[DATASET CONTENT]
* * * * * * * * *
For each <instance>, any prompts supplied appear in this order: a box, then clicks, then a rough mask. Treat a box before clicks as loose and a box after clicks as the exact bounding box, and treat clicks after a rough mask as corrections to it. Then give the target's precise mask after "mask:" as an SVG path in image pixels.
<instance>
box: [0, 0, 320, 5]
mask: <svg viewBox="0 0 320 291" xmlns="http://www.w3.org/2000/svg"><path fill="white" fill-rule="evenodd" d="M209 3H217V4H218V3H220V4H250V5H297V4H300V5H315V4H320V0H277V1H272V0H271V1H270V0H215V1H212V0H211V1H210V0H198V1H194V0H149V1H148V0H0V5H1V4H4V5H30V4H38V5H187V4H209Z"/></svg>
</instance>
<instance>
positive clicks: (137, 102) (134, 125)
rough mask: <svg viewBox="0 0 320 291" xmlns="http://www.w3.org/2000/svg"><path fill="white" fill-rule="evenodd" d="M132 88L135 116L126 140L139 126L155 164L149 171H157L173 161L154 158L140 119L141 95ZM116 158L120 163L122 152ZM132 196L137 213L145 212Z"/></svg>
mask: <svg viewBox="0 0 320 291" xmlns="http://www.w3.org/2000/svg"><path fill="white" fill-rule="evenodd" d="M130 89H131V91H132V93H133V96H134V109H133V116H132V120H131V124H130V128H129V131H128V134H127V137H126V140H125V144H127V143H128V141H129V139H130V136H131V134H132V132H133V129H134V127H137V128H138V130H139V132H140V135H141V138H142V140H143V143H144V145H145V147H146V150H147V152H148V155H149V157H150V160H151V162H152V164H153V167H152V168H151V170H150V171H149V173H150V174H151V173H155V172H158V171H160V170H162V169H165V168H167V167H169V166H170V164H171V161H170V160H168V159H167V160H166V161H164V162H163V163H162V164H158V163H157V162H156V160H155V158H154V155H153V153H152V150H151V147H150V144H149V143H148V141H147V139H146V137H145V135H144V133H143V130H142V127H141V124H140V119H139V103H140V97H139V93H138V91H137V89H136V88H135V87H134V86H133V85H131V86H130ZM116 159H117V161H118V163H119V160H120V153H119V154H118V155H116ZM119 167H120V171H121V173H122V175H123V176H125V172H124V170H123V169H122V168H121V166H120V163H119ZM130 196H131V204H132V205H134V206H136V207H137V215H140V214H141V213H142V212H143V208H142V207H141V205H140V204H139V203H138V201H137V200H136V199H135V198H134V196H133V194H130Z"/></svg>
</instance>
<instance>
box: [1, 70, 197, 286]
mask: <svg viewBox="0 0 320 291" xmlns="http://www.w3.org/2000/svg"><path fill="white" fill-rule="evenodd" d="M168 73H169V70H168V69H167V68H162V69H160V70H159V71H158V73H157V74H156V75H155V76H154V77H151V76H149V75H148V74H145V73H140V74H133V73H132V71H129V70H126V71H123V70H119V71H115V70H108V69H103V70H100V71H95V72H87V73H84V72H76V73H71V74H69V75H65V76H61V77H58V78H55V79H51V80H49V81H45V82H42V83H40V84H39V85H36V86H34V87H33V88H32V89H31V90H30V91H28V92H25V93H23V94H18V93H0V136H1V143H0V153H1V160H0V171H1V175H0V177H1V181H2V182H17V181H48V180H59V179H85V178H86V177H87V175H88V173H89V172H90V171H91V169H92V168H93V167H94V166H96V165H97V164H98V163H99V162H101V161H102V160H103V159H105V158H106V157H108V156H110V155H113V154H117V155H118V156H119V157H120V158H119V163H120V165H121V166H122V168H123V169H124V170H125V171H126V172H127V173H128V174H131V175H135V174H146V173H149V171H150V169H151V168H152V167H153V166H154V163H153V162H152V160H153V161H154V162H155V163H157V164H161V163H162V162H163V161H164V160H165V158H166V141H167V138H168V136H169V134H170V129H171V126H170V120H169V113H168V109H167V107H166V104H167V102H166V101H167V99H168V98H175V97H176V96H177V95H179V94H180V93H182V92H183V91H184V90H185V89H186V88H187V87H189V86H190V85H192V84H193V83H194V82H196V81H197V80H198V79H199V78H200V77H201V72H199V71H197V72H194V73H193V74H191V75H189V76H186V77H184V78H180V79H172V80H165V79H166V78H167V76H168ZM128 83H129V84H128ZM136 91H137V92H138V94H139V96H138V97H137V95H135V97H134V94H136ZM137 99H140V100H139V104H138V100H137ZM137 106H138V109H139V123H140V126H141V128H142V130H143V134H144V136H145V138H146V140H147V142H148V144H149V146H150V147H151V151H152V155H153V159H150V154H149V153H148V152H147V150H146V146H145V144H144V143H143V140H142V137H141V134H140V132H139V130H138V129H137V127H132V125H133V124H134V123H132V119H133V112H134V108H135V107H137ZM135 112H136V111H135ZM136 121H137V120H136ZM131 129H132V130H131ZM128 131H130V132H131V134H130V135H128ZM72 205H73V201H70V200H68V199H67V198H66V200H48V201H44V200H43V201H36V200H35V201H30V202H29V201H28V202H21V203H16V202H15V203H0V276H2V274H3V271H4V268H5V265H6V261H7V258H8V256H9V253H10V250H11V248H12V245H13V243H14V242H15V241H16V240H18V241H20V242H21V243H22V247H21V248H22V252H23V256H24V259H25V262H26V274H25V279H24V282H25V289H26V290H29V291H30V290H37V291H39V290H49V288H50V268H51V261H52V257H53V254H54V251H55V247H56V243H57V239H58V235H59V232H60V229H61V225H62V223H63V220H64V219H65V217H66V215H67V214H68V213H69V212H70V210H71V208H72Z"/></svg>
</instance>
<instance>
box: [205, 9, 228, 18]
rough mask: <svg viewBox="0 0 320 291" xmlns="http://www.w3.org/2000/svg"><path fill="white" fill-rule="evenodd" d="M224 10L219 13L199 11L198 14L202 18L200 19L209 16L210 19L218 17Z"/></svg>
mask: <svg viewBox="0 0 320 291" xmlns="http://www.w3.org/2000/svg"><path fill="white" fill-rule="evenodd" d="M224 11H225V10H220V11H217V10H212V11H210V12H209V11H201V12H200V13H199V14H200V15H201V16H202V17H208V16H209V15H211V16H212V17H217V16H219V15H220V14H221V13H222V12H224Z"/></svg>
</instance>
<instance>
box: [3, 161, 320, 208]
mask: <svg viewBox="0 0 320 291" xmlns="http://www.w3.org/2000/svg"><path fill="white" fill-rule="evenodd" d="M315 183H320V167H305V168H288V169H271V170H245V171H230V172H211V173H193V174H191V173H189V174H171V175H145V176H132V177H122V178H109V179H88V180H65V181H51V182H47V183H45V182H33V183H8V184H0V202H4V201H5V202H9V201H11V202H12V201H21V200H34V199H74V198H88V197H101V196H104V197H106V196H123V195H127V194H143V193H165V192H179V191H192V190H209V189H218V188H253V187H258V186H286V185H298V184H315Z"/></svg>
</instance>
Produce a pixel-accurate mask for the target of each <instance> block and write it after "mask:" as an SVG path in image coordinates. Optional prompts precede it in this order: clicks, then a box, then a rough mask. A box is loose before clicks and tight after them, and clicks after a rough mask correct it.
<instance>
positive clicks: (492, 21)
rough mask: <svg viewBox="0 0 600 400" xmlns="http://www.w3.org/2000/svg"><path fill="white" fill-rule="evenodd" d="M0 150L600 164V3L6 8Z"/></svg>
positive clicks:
* * * * * * * * *
[DESCRIPTION OF THE TASK]
Write the data out again in full and exactly.

[COMPLETED TASK]
For each <instance>, any prompts supplied appear in this order: a box, then clicks, then a rough mask. Treat a box before clicks as loose and a box after clicks as the exact bounding box, and treat clicks after a rough mask as corrections to it. Then give the target's precise mask after "mask:" as an SVG path in image pixels.
<instance>
box: [0, 0, 320, 5]
mask: <svg viewBox="0 0 320 291" xmlns="http://www.w3.org/2000/svg"><path fill="white" fill-rule="evenodd" d="M209 3H217V4H218V3H220V4H250V5H297V4H300V5H315V4H320V0H277V1H272V0H271V1H270V0H215V1H212V0H211V1H210V0H198V1H194V0H149V1H148V0H0V5H1V4H4V5H30V4H38V5H187V4H209Z"/></svg>
</instance>
<instance>
positive clicks: (137, 102) (134, 125)
rough mask: <svg viewBox="0 0 320 291" xmlns="http://www.w3.org/2000/svg"><path fill="white" fill-rule="evenodd" d="M132 88L135 116L126 140L139 126L155 164L149 171H157L173 161L154 158L140 119L141 95ZM116 158L120 163L122 152ZM132 196L137 213L145 212Z"/></svg>
mask: <svg viewBox="0 0 320 291" xmlns="http://www.w3.org/2000/svg"><path fill="white" fill-rule="evenodd" d="M130 89H131V91H132V93H133V96H134V109H133V116H132V120H131V124H130V128H129V131H128V134H127V137H126V140H125V144H127V143H128V141H129V139H130V136H131V134H132V132H133V129H134V127H137V128H138V130H139V132H140V135H141V138H142V140H143V143H144V145H145V147H146V150H147V152H148V155H149V157H150V160H151V162H152V164H153V167H152V168H151V170H150V171H149V173H150V174H151V173H155V172H158V171H160V170H162V169H165V168H167V167H169V166H170V164H171V161H170V160H168V159H167V160H166V161H164V162H163V163H162V164H158V163H157V162H156V160H155V158H154V155H153V153H152V150H151V147H150V144H149V143H148V141H147V139H146V137H145V135H144V133H143V130H142V127H141V124H140V119H139V103H140V97H139V93H138V91H137V89H136V88H135V87H134V86H133V85H131V86H130ZM116 159H117V161H118V163H119V160H120V153H119V154H118V155H116ZM119 167H120V171H121V173H122V175H123V176H125V172H124V170H123V169H122V168H121V166H120V163H119ZM130 196H131V204H132V205H134V206H136V207H137V215H140V214H141V213H142V212H143V208H142V207H141V205H140V204H139V203H138V201H137V200H136V199H135V198H134V196H133V194H130Z"/></svg>
</instance>
<instance>
box: [1, 70, 197, 286]
mask: <svg viewBox="0 0 320 291" xmlns="http://www.w3.org/2000/svg"><path fill="white" fill-rule="evenodd" d="M168 73H169V70H168V69H167V68H162V69H160V70H159V71H158V73H157V74H156V75H155V76H154V77H151V76H149V75H148V74H145V73H140V74H133V73H132V71H129V70H126V71H123V70H119V71H115V70H108V69H103V70H100V71H95V72H87V73H84V72H76V73H71V74H69V75H65V76H61V77H58V78H55V79H51V80H49V81H45V82H42V83H40V84H39V85H36V86H34V87H33V88H32V89H31V90H30V91H28V92H25V93H23V94H18V93H0V136H1V143H0V153H1V160H0V171H1V175H0V177H1V181H2V182H17V181H48V180H59V179H85V178H86V177H87V175H88V173H89V172H90V171H91V169H92V168H93V167H94V166H96V165H97V164H98V163H99V162H101V161H102V160H103V159H105V158H106V157H108V156H110V155H113V154H117V155H118V156H119V157H120V158H119V163H120V165H121V166H122V168H123V169H124V170H125V171H126V172H127V173H128V174H131V175H135V174H146V173H149V171H150V169H151V168H152V167H153V166H154V163H153V162H152V160H153V161H154V162H155V163H157V164H161V163H162V162H163V161H164V160H165V158H166V141H167V138H168V136H169V134H170V129H171V126H170V120H169V113H168V109H167V107H166V104H167V102H166V101H167V99H168V98H175V97H176V96H177V95H179V94H180V93H182V92H183V91H184V90H185V89H186V88H187V87H189V86H190V85H192V84H193V83H194V82H196V81H197V80H198V79H199V78H200V77H201V72H199V71H197V72H194V73H193V74H191V75H189V76H186V77H184V78H180V79H172V80H165V79H166V78H167V76H168ZM128 83H129V84H128ZM136 91H137V92H138V94H139V96H138V97H137V95H135V97H134V94H136ZM137 99H140V100H139V104H138V100H137ZM137 106H138V109H139V123H140V126H141V128H142V130H143V134H144V136H145V138H146V140H147V142H148V144H149V146H150V147H151V151H152V155H153V159H150V154H149V153H148V152H147V150H146V146H145V144H144V143H143V140H142V137H141V134H140V132H139V130H138V129H137V127H132V125H133V124H134V123H132V119H133V112H134V108H135V107H137ZM135 112H136V111H135ZM136 121H137V120H136ZM131 129H132V130H131ZM128 131H130V132H131V134H130V135H128ZM72 205H73V201H70V200H68V199H67V198H66V200H48V201H44V200H43V201H36V200H35V201H30V202H29V201H28V202H21V203H16V202H15V203H0V276H2V274H3V271H4V268H5V265H6V261H7V258H8V256H9V253H10V250H11V248H12V245H13V243H14V242H15V241H16V240H18V241H20V242H21V243H22V247H21V248H22V252H23V256H24V259H25V262H26V274H25V279H24V282H25V289H26V290H29V291H30V290H37V291H39V290H49V288H50V268H51V261H52V257H53V254H54V251H55V247H56V243H57V239H58V235H59V232H60V229H61V225H62V223H63V220H64V219H65V217H66V215H67V214H68V213H69V212H70V210H71V208H72Z"/></svg>
</instance>
<instance>
box: [205, 9, 228, 18]
rough mask: <svg viewBox="0 0 320 291" xmlns="http://www.w3.org/2000/svg"><path fill="white" fill-rule="evenodd" d="M224 10L219 13L199 11L198 14L202 18L200 19L209 16L210 19L218 17Z"/></svg>
mask: <svg viewBox="0 0 320 291" xmlns="http://www.w3.org/2000/svg"><path fill="white" fill-rule="evenodd" d="M224 11H225V10H220V11H217V10H212V11H210V12H209V11H201V12H200V13H199V14H200V15H201V16H202V17H208V16H209V15H211V16H212V17H217V16H219V15H220V14H221V13H222V12H224Z"/></svg>
</instance>
<instance>
box: [3, 161, 320, 208]
mask: <svg viewBox="0 0 320 291" xmlns="http://www.w3.org/2000/svg"><path fill="white" fill-rule="evenodd" d="M315 183H320V167H305V168H288V169H271V170H245V171H230V172H211V173H193V174H191V173H189V174H171V175H145V176H132V177H122V178H109V179H88V180H65V181H51V182H47V183H45V182H33V183H8V184H0V202H4V201H5V202H9V201H11V202H12V201H21V200H34V199H74V198H88V197H101V196H104V197H106V196H123V195H127V194H143V193H165V192H179V191H192V190H209V189H218V188H253V187H258V186H286V185H298V184H315Z"/></svg>
</instance>
Produce a pixel-accurate mask for the target of each <instance> block and write it after "mask:" as an SVG path in image coordinates. Optional prompts precede it in this order: clicks, then a box, then a rough mask. A box is loose before clicks and tight after them, and clicks after a rough mask correct it.
<instance>
positive clicks: (492, 21)
rough mask: <svg viewBox="0 0 600 400" xmlns="http://www.w3.org/2000/svg"><path fill="white" fill-rule="evenodd" d="M0 150L600 164V3L6 8Z"/></svg>
positive clicks:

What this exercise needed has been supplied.